Best Principles in Genomics Research

The backbone underlying the content on the website comes from a general set of “best principles” that should be applied in genomics studies, irrespective of the specific sequencing method used. Instead of providing rigid “best practices”, the website promotes “best principles”, defined as a guiding set of values and goals that can be tailored to one’s hypotheses and guided by one’s data, as opposed to a specific set of instructions. Motivated by rigor and reproducibility, “best principles” are designed to encourage data exploration and critical thinking during analysis and evaluation instead of ticking off boxes on a protocol or step-list. These principles are outlined below.

Rigor

1. Understand the characteristics of your chosen sequencing approach. Take these characteristics into account when designing a study and during data analysis.

Goals of study should be chosen before choosing the best sequencing approach, which will inform the total number of samples and sequencing coverage needed: e.g., PoolSeq requires larger sample sizes and deeper coverage given the lack of individual genotyping (Guirao-Rico and González 2021).

2. Plot your data early and often. Get to know it in both its raw and processed forms.

Deepen the interpretation of results and flag sources of error throughout a workflow by plotting data such as (i) read-quality metrics pre- and post-filtering, (ii) sequence coverage across a reference and across samples, (iii) principal component analysis of replicates pre- and post-filtering, and (iv) results and predictions of statistical tests.

◆ DATASET CONTENT ◆
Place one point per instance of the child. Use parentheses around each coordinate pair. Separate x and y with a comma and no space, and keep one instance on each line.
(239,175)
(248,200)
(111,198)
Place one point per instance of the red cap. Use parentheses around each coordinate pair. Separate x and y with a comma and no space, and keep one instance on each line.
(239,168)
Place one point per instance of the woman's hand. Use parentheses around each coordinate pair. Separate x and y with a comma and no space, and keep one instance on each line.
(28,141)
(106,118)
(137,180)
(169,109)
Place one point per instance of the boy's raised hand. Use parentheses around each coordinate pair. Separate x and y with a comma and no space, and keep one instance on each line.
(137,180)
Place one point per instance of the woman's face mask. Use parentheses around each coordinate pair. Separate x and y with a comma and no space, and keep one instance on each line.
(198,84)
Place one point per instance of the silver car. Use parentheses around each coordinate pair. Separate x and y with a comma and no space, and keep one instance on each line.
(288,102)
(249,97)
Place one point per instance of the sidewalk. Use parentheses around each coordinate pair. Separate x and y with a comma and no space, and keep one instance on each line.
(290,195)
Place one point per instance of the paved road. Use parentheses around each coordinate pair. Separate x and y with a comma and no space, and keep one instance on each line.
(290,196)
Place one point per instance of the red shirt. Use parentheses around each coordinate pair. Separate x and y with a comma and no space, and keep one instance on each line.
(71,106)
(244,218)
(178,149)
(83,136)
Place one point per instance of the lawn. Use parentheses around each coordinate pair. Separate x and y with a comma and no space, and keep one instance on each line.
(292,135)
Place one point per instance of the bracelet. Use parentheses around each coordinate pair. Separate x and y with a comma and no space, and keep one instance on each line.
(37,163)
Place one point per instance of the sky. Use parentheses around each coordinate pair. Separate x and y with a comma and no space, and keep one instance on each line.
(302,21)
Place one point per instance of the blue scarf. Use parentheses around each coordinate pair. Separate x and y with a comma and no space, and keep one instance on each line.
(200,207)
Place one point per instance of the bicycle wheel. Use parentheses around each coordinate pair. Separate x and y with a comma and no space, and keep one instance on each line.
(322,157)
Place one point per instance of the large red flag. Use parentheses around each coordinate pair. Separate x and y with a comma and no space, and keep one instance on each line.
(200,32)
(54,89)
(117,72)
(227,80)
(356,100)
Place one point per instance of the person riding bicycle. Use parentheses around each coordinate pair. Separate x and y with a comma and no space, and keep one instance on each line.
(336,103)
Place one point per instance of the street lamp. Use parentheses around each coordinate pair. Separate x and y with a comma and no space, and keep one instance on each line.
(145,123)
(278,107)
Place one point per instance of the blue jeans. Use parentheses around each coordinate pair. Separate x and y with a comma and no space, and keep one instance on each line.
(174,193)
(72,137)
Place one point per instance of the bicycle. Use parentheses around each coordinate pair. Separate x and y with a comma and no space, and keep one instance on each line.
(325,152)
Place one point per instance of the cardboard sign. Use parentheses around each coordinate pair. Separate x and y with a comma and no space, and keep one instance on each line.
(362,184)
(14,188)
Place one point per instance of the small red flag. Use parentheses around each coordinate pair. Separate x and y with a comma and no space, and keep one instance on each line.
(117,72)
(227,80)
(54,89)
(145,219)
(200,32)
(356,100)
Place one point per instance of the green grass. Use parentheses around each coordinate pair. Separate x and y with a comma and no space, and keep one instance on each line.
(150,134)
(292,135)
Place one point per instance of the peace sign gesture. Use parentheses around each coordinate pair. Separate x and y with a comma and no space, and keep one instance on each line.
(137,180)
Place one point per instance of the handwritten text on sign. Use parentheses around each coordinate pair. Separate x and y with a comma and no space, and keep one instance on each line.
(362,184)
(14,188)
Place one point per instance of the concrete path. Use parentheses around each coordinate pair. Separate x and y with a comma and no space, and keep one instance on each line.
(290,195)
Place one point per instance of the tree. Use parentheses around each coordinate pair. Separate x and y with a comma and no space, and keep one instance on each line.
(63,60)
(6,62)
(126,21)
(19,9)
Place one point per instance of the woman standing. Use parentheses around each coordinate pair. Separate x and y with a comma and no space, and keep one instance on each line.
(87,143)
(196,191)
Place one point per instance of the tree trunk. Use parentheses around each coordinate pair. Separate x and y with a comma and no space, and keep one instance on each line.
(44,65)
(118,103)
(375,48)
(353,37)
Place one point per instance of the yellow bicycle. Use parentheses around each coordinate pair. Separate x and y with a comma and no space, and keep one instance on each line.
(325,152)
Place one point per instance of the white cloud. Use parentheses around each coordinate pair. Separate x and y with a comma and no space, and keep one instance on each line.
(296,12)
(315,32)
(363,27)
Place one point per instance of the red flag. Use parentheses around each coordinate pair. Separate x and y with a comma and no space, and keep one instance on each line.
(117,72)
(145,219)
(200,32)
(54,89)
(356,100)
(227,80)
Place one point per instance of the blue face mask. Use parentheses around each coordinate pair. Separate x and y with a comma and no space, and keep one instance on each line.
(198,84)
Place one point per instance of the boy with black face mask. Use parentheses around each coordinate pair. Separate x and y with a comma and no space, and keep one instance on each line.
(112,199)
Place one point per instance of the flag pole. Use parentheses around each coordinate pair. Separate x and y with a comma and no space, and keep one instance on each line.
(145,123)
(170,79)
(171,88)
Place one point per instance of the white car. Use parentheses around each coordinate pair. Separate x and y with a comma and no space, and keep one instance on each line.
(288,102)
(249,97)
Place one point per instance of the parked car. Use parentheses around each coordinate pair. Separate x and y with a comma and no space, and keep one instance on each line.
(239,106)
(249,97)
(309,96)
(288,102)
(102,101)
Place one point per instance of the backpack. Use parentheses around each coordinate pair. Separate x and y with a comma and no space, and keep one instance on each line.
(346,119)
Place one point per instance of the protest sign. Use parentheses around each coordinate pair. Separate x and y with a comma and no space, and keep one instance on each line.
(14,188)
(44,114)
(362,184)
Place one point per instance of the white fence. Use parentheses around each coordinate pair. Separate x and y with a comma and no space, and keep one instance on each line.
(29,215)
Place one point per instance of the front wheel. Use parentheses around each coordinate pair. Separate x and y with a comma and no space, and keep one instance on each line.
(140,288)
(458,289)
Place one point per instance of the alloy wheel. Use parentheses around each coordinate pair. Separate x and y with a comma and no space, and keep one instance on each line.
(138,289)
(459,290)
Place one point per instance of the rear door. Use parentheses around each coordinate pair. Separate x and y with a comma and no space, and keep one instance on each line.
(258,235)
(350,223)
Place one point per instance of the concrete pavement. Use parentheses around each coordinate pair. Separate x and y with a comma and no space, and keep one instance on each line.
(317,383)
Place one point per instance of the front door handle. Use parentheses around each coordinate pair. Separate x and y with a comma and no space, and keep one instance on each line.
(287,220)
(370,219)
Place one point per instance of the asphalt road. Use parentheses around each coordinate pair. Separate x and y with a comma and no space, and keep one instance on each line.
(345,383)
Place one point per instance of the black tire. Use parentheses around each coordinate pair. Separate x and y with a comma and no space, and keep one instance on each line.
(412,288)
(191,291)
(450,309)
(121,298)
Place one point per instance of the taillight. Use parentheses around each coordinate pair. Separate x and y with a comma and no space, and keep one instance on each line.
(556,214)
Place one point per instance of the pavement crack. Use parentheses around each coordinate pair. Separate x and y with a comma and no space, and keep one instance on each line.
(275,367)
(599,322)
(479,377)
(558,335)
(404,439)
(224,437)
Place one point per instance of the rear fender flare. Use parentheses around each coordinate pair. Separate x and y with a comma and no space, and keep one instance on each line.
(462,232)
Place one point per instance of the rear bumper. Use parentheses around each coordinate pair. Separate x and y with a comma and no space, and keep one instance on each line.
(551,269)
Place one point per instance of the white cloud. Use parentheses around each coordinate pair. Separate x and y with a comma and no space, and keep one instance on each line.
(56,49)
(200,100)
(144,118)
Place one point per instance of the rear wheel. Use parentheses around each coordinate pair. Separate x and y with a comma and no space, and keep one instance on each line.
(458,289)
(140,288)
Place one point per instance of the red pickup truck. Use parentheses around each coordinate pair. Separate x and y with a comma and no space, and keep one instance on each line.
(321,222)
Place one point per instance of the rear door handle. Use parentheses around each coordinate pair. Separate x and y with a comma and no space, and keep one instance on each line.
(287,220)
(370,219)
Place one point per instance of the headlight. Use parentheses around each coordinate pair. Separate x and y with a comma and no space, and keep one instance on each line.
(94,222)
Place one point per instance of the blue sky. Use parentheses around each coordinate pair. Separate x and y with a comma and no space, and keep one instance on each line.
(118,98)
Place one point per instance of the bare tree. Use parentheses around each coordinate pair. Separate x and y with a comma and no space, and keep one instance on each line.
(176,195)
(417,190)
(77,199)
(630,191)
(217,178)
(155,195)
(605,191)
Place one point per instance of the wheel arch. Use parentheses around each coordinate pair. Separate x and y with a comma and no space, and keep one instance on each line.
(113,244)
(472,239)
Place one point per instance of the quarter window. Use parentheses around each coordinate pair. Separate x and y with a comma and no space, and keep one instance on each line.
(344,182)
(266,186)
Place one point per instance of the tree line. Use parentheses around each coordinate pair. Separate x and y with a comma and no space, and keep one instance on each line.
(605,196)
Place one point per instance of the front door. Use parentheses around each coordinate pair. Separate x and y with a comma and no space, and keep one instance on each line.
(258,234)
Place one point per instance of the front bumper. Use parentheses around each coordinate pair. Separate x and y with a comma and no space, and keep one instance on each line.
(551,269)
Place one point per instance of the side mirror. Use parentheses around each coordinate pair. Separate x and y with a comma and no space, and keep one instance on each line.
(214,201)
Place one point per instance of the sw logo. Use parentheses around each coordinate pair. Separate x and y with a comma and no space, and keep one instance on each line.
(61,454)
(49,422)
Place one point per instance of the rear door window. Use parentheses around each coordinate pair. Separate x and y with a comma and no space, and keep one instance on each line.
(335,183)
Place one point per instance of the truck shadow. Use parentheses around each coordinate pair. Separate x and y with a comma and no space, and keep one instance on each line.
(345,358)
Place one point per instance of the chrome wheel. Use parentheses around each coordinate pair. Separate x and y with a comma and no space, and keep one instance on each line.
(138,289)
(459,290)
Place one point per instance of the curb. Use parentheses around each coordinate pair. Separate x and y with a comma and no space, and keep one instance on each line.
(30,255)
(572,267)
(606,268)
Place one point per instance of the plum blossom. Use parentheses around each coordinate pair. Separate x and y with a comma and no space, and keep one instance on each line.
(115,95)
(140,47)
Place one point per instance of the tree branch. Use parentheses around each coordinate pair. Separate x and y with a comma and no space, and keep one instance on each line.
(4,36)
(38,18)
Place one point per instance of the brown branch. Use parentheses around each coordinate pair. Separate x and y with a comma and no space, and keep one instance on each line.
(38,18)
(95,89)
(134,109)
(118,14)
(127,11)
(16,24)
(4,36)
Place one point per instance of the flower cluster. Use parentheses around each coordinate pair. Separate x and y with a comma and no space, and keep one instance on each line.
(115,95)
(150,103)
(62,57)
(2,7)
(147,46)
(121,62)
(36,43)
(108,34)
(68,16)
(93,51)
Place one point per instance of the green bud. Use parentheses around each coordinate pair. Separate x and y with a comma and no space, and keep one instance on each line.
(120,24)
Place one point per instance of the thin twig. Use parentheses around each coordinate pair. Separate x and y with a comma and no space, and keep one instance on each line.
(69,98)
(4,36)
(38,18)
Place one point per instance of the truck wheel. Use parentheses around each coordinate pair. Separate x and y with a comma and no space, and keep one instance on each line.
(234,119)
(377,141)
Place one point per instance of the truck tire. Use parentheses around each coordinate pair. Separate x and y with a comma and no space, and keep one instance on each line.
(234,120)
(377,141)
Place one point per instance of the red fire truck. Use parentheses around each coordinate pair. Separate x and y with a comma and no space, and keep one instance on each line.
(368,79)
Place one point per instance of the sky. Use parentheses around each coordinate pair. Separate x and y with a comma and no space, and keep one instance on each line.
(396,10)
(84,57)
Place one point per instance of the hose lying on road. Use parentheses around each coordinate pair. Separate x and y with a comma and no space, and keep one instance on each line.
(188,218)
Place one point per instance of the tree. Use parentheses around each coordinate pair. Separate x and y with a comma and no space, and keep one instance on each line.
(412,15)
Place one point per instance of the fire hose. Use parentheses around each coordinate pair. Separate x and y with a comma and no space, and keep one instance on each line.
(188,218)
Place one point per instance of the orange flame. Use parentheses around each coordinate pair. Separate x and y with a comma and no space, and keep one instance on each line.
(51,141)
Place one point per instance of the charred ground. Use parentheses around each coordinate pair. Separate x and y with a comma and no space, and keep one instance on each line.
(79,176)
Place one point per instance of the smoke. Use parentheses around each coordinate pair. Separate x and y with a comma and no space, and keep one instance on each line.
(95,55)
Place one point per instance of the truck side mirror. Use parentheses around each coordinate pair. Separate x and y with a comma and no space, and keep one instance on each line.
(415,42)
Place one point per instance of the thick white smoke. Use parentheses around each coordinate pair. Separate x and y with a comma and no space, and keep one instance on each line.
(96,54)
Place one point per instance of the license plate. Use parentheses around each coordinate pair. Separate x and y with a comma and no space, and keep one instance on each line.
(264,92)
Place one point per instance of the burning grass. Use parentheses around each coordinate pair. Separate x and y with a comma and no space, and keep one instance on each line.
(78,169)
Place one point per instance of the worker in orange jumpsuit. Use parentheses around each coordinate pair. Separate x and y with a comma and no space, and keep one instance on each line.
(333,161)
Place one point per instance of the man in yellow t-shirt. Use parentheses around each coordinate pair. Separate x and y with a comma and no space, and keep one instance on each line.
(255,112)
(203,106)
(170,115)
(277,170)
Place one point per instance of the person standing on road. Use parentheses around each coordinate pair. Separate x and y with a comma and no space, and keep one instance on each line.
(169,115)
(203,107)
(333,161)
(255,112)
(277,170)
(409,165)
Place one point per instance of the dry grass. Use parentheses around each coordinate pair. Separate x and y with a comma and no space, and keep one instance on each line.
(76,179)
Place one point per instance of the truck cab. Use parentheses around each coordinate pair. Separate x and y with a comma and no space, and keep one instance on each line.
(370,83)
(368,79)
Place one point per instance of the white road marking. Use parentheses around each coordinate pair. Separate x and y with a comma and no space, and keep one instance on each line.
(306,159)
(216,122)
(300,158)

◆ WORK TO COMPLETE ◆
a) Answer these questions from the text on best principles in genomics research, one line per answer, marked as the questions are:
(i) What should be chosen before choosing the best sequencing approach?
(ii) What motivates the "best principles"?
(iii) Which sequencing method requires larger sample sizes and deeper coverage?
b) Render this sentence from the genomics principles text in Spanish: "Understand the characteristics of your chosen sequencing approach."
c) Please carry the text on best principles in genomics research forward from its last sentence.

◆ ANSWER SECTION ◆
a)
(i) The goals of the study.
(ii) Rigor and reproducibility.
(iii) PoolSeq.

b) Comprenda las características del enfoque de secuenciación que ha elegido.

c)
3. All models and pipelines introduce some type and magnitude of error. Compare models’ nuances to find the best approach given your data.

This issue is particularly acute in non-model species. Some quantitative approaches towards evaluating methods include (i) comparing the performance of different methods or parameter choices using simulated data (Lotterhos, Fitzpatrick, and Blackmon 2022), (ii) measuring their predictive strengths using model selection statistics [(Hooten and Hobbs 2015), (Johnson and Omland 2004)], and (iii) observed-predicted plots from model outputs. A basic understanding of the sensitivity of inference in different analyses will be helpful for determining how robust the results are to nuanced decisions, especially for non-model organisms or unique experimental designs.

Reproducibility

4. Wherever your sequencing data go, their associated metadata go with them.

Any and all metadata that can be reported should accompany sequence data in databases such as NCBI or SRA. Data on Dryad or GitHub should crosslink to NCBI/SRA.

5. Take detailed records on all analysis decisions you make, including for preliminary analyses and errors that occurred, so you remember what you did and can reproduce your own work.

Use text-annotated code notebooks for bioinformatic analyses (e.g., Rmarkdown, Jupyter).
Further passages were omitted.